━━ Raw records

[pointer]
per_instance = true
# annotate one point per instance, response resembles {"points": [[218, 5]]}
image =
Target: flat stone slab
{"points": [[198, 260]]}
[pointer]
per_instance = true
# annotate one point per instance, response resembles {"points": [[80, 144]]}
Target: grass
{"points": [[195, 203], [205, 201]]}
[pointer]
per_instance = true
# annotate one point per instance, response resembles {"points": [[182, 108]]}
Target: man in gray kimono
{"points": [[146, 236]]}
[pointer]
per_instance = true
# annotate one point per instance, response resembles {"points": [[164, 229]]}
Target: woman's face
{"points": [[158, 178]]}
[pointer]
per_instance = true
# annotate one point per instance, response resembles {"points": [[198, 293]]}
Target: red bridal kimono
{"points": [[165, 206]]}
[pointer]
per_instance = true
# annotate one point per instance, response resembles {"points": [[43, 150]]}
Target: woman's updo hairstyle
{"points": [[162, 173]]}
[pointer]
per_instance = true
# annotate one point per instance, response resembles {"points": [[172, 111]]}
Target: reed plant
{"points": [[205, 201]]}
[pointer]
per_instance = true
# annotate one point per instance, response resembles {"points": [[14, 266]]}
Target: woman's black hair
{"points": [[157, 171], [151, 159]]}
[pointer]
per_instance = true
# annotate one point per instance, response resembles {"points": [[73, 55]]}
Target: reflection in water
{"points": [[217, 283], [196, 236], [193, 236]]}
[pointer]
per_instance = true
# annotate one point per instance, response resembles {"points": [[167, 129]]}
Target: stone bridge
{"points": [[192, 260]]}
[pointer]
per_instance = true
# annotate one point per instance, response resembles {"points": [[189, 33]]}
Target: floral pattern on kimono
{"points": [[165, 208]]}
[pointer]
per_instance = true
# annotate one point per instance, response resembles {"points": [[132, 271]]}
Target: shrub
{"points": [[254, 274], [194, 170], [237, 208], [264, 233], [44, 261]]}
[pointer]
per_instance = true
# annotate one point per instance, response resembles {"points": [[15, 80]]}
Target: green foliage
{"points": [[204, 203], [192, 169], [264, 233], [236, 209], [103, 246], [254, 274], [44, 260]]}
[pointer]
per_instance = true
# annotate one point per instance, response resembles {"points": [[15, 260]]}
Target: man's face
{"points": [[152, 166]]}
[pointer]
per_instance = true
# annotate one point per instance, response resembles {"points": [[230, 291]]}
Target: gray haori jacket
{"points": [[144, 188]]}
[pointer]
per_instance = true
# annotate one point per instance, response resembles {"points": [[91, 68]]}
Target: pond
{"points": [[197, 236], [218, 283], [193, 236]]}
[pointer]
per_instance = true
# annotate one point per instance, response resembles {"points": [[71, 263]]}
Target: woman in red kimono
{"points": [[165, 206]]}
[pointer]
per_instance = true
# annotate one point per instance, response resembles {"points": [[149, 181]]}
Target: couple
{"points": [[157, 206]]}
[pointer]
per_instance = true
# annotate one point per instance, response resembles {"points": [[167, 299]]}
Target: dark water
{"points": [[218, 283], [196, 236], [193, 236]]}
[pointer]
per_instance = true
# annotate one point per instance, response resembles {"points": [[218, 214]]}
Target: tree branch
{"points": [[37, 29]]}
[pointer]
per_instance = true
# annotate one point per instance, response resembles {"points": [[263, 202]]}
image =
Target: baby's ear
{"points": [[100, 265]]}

━━━━

Copy every line of the records word for word.

[pointer]
per_instance = true
# annotate one point per instance, response resembles {"points": [[218, 5]]}
image =
Target: flat stone slab
{"points": [[198, 260]]}
[pointer]
per_instance = true
# annotate one point per instance, response resembles {"points": [[80, 144]]}
Target: grass
{"points": [[195, 203], [205, 201]]}
[pointer]
per_instance = true
# annotate one point per instance, response resembles {"points": [[182, 108]]}
Target: man in gray kimono
{"points": [[146, 236]]}
[pointer]
per_instance = true
# annotate one point per instance, response resembles {"points": [[164, 229]]}
Target: woman's face
{"points": [[158, 178]]}
[pointer]
per_instance = true
# annotate one point per instance, response resembles {"points": [[198, 293]]}
Target: red bridal kimono
{"points": [[165, 206]]}
[pointer]
per_instance = true
# annotate one point per instance, response resembles {"points": [[43, 150]]}
Target: woman's updo hairstyle
{"points": [[162, 173]]}
[pointer]
per_instance = true
# annotate one point per instance, response resembles {"points": [[172, 111]]}
Target: reed plant
{"points": [[205, 201]]}
[pointer]
per_instance = true
# annotate one point per instance, response resembles {"points": [[14, 266]]}
Target: woman's black hair
{"points": [[157, 171], [151, 159]]}
[pointer]
per_instance = true
# annotate one point per instance, response resembles {"points": [[73, 55]]}
Target: reflection in water
{"points": [[217, 283], [196, 236], [193, 236]]}
[pointer]
per_instance = true
# annotate one point per instance, response resembles {"points": [[167, 129]]}
Target: stone bridge
{"points": [[192, 260]]}
[pointer]
per_instance = true
# annotate one point per instance, response resembles {"points": [[189, 33]]}
Target: floral pattern on kimono
{"points": [[165, 208]]}
[pointer]
per_instance = true
# annotate one point per instance, response resembles {"points": [[132, 271]]}
Target: shrub
{"points": [[254, 274], [194, 170], [237, 208], [264, 233], [44, 261]]}
[pointer]
per_instance = true
# annotate one point per instance, response resembles {"points": [[15, 80]]}
Target: green foliage
{"points": [[204, 203], [192, 169], [264, 233], [236, 209], [103, 246], [254, 274], [44, 260]]}
[pointer]
per_instance = true
# annotate one point per instance, response resembles {"points": [[15, 260]]}
Target: man's face
{"points": [[152, 166]]}
[pointer]
per_instance = true
# annotate one point per instance, response resembles {"points": [[230, 291]]}
Target: gray haori jacket
{"points": [[144, 188]]}
[pointer]
per_instance = true
# annotate one point per instance, response resembles {"points": [[91, 68]]}
Target: pond
{"points": [[197, 236], [218, 283], [193, 236]]}
[pointer]
per_instance = true
# annotate one point per instance, response resembles {"points": [[71, 263]]}
Target: woman in red kimono
{"points": [[165, 206]]}
[pointer]
per_instance = true
# annotate one point per instance, response resembles {"points": [[149, 181]]}
Target: couple
{"points": [[157, 206]]}
[pointer]
per_instance = true
# annotate one point per instance, response resembles {"points": [[167, 299]]}
Target: dark water
{"points": [[218, 283], [196, 236], [193, 236]]}
[pointer]
per_instance = true
# annotate one point per instance, response resembles {"points": [[218, 214]]}
Target: tree branch
{"points": [[37, 29]]}
[pointer]
per_instance = true
# annotate one point per instance, response resembles {"points": [[263, 202]]}
image =
Target: baby's ear
{"points": [[100, 265]]}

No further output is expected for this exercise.